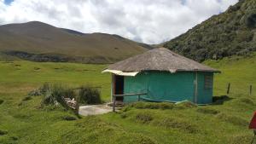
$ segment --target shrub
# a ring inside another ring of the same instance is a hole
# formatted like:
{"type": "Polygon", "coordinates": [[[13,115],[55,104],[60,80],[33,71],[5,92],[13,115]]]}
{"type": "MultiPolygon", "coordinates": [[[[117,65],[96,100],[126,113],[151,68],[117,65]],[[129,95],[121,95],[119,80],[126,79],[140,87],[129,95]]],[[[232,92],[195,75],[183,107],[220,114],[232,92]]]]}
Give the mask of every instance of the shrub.
{"type": "Polygon", "coordinates": [[[50,91],[48,93],[49,94],[44,95],[42,104],[58,105],[60,103],[64,107],[68,107],[64,100],[66,89],[63,86],[60,84],[54,84],[52,85],[50,91]]]}
{"type": "Polygon", "coordinates": [[[168,129],[179,129],[189,133],[195,133],[198,131],[196,127],[189,122],[170,118],[163,118],[158,121],[156,124],[168,129]]]}
{"type": "Polygon", "coordinates": [[[0,135],[7,135],[8,132],[6,130],[0,130],[0,135]]]}
{"type": "Polygon", "coordinates": [[[98,89],[88,85],[79,89],[79,103],[100,104],[102,103],[101,92],[98,89]]]}
{"type": "Polygon", "coordinates": [[[230,144],[250,143],[252,141],[252,135],[233,135],[230,137],[230,144]]]}
{"type": "Polygon", "coordinates": [[[39,93],[42,95],[46,95],[47,92],[50,91],[50,85],[49,83],[44,83],[42,87],[38,89],[39,93]]]}
{"type": "Polygon", "coordinates": [[[198,108],[196,112],[204,113],[204,114],[218,114],[219,113],[219,111],[214,110],[214,109],[210,109],[210,108],[198,108]]]}
{"type": "Polygon", "coordinates": [[[73,116],[64,116],[64,117],[62,117],[62,118],[64,120],[67,120],[67,121],[77,120],[77,118],[75,117],[73,117],[73,116]]]}
{"type": "Polygon", "coordinates": [[[136,119],[143,123],[148,123],[153,120],[153,117],[148,113],[138,113],[136,115],[136,119]]]}
{"type": "Polygon", "coordinates": [[[256,27],[256,11],[252,12],[247,16],[246,24],[249,28],[256,27]]]}
{"type": "Polygon", "coordinates": [[[121,118],[127,118],[127,114],[126,113],[121,113],[120,117],[121,117],[121,118]]]}
{"type": "Polygon", "coordinates": [[[26,96],[25,98],[22,99],[22,101],[26,101],[32,100],[31,96],[26,96]]]}
{"type": "Polygon", "coordinates": [[[19,140],[19,137],[17,137],[17,136],[11,136],[10,138],[11,138],[12,140],[14,140],[14,141],[19,140]]]}
{"type": "Polygon", "coordinates": [[[3,104],[3,102],[4,101],[0,99],[0,105],[3,104]]]}

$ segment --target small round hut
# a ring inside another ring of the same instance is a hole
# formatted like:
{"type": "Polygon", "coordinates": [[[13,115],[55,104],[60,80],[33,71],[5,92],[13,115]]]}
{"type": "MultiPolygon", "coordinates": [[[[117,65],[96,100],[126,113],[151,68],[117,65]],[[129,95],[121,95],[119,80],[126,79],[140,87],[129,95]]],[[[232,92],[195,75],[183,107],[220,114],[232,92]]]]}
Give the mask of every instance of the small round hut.
{"type": "Polygon", "coordinates": [[[112,95],[116,101],[207,104],[212,101],[213,73],[219,71],[158,48],[112,64],[112,95]],[[123,96],[122,96],[123,95],[123,96]]]}

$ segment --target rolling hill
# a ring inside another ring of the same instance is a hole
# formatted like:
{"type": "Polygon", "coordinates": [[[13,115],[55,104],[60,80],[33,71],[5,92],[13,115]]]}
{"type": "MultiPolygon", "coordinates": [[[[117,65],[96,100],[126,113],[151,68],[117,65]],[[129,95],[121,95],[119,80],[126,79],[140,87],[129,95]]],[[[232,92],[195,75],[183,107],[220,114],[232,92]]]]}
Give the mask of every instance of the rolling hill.
{"type": "Polygon", "coordinates": [[[160,44],[198,61],[256,51],[256,1],[240,0],[187,32],[160,44]]]}
{"type": "Polygon", "coordinates": [[[82,33],[38,21],[0,26],[2,57],[34,61],[111,63],[148,49],[150,46],[118,35],[82,33]]]}

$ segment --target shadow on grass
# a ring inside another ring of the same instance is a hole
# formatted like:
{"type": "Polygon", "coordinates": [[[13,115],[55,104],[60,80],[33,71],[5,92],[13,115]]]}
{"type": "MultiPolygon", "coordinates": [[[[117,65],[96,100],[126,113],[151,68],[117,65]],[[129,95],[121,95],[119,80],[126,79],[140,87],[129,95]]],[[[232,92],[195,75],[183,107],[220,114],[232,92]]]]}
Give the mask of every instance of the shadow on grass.
{"type": "Polygon", "coordinates": [[[229,97],[228,95],[220,95],[212,97],[212,105],[223,105],[225,101],[230,101],[233,98],[229,97]]]}

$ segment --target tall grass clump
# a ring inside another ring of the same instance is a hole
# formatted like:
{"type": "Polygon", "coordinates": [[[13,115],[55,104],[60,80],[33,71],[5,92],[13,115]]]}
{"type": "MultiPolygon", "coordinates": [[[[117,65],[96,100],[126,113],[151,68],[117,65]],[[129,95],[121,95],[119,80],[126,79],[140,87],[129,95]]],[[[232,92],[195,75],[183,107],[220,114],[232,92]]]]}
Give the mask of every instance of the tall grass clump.
{"type": "Polygon", "coordinates": [[[61,104],[64,107],[67,107],[64,99],[66,94],[67,89],[65,87],[61,84],[53,84],[49,88],[49,90],[45,92],[42,104],[55,106],[61,104]]]}
{"type": "Polygon", "coordinates": [[[101,92],[97,88],[89,85],[81,86],[79,89],[79,102],[83,104],[100,104],[102,103],[101,92]]]}

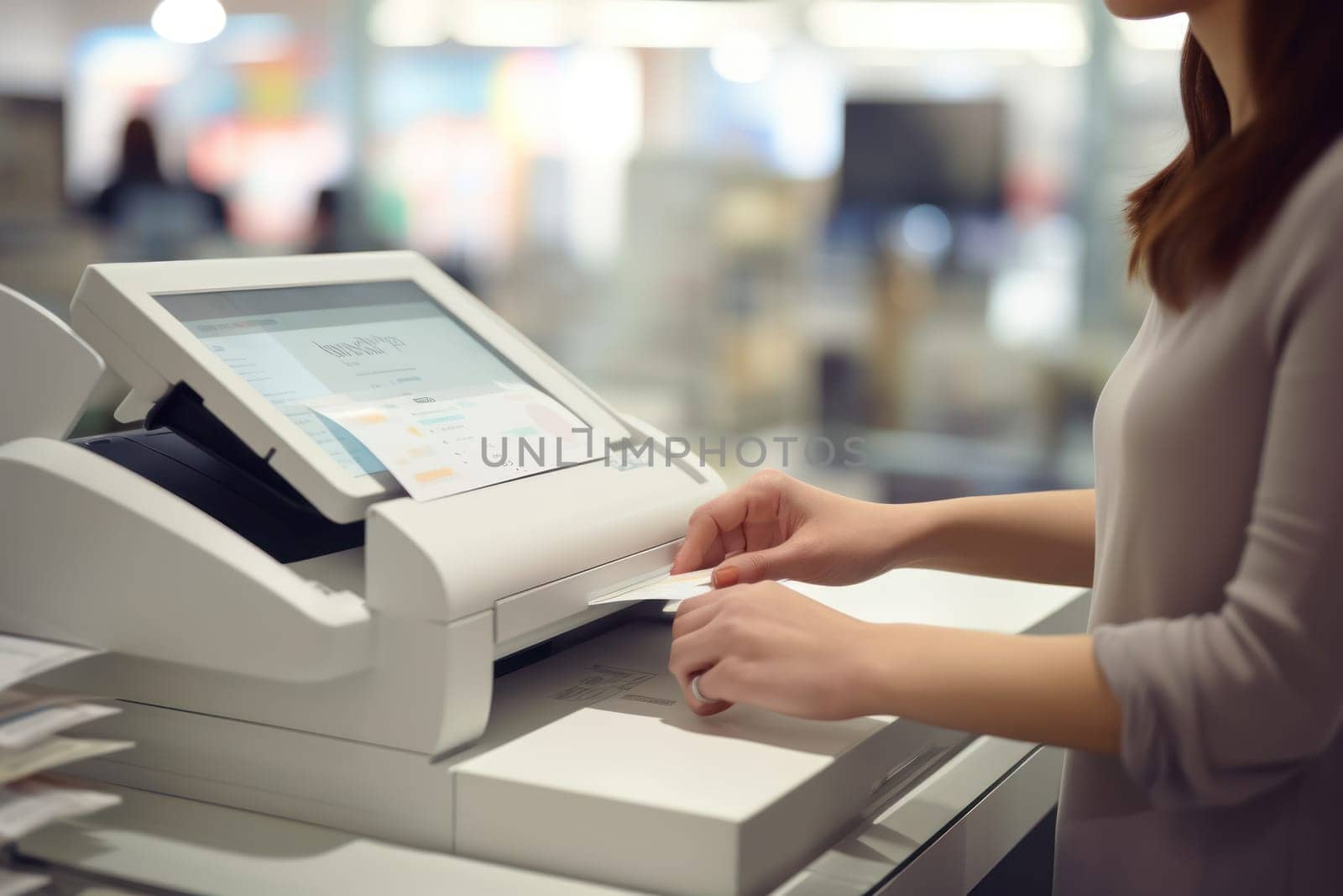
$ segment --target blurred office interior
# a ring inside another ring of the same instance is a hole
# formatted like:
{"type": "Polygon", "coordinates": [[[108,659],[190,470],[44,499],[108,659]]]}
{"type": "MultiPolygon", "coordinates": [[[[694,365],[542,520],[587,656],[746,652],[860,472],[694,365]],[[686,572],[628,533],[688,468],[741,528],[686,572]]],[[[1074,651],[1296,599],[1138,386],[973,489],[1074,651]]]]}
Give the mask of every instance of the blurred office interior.
{"type": "Polygon", "coordinates": [[[410,247],[620,410],[727,437],[731,480],[739,437],[858,434],[860,469],[787,466],[884,500],[1089,484],[1147,302],[1123,196],[1183,134],[1185,23],[1103,0],[0,17],[0,282],[64,313],[94,262],[410,247]]]}

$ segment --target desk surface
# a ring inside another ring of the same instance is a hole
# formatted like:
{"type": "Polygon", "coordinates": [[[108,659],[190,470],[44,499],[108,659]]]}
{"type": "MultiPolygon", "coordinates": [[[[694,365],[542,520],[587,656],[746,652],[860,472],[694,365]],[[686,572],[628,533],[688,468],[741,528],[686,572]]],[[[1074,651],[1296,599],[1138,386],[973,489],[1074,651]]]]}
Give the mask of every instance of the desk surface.
{"type": "MultiPolygon", "coordinates": [[[[847,588],[796,587],[873,622],[1041,633],[1077,631],[1085,623],[1085,591],[1078,588],[921,570],[896,571],[847,588]]],[[[920,854],[990,790],[1002,790],[1006,776],[1027,762],[1034,762],[1035,770],[1030,790],[1018,789],[1011,805],[992,815],[997,827],[1013,830],[998,832],[990,840],[1010,846],[1053,805],[1057,754],[980,737],[920,776],[779,892],[861,893],[889,884],[896,868],[920,854]]],[[[624,892],[175,797],[120,793],[125,798],[121,806],[47,827],[20,844],[21,854],[171,891],[230,896],[624,892]]],[[[997,861],[995,849],[980,849],[978,865],[987,866],[979,875],[997,861]]],[[[958,861],[967,858],[959,849],[958,861]]],[[[979,879],[970,870],[960,873],[972,877],[971,885],[979,879]]]]}

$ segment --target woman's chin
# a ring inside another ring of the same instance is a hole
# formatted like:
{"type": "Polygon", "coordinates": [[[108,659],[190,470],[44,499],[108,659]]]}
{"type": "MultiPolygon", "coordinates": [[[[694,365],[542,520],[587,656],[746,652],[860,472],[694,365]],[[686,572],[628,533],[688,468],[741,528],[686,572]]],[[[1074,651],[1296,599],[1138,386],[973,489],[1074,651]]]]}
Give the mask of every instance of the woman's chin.
{"type": "Polygon", "coordinates": [[[1105,0],[1105,7],[1120,19],[1159,19],[1187,12],[1189,0],[1105,0]]]}

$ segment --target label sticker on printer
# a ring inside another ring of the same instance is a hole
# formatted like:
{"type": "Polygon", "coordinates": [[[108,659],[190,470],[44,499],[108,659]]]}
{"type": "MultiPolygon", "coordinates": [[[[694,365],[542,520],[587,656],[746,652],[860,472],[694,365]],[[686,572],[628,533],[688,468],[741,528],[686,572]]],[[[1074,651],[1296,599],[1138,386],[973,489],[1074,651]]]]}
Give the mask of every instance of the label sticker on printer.
{"type": "Polygon", "coordinates": [[[619,666],[592,665],[583,670],[576,684],[551,695],[552,700],[571,703],[596,703],[622,690],[638,688],[645,681],[657,677],[651,672],[620,669],[619,666]]]}

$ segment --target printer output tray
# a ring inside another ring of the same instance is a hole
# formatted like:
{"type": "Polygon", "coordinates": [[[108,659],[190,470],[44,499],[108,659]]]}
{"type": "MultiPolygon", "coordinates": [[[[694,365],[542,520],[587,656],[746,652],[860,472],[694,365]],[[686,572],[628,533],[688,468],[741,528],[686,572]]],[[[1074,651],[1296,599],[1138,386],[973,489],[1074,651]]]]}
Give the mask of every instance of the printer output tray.
{"type": "Polygon", "coordinates": [[[700,719],[637,619],[496,681],[490,724],[434,758],[141,704],[138,748],[77,771],[637,889],[756,893],[821,853],[948,732],[735,707],[700,719]]]}

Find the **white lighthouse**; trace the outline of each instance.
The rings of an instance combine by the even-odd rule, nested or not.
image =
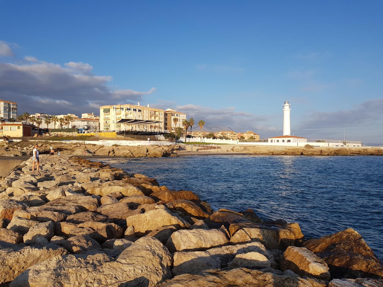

+-------+

### EXERCISE DIRECTIONS
Rewrite the lines beginning with the one containing "--target desk surface" and running through the one containing "Give the mask of every instance of the desk", substituting "tabletop" for every "desk surface" and leaving everything else unchanged.

### EXERCISE RESULT
$ segment --target tabletop
# a ring inside another ring of the same instance is a hole
# formatted like:
{"type": "Polygon", "coordinates": [[[108,659],[190,470],[44,499],[108,659]]]}
{"type": "MultiPolygon", "coordinates": [[[[694,365],[542,520],[587,656],[746,652],[860,472],[694,365]],[[686,572],[628,533],[688,468],[741,528],[686,572]]],[[[1074,651],[1296,599],[1138,386],[973,489],[1074,651]]]]}
Give the mask of every instance of the tabletop.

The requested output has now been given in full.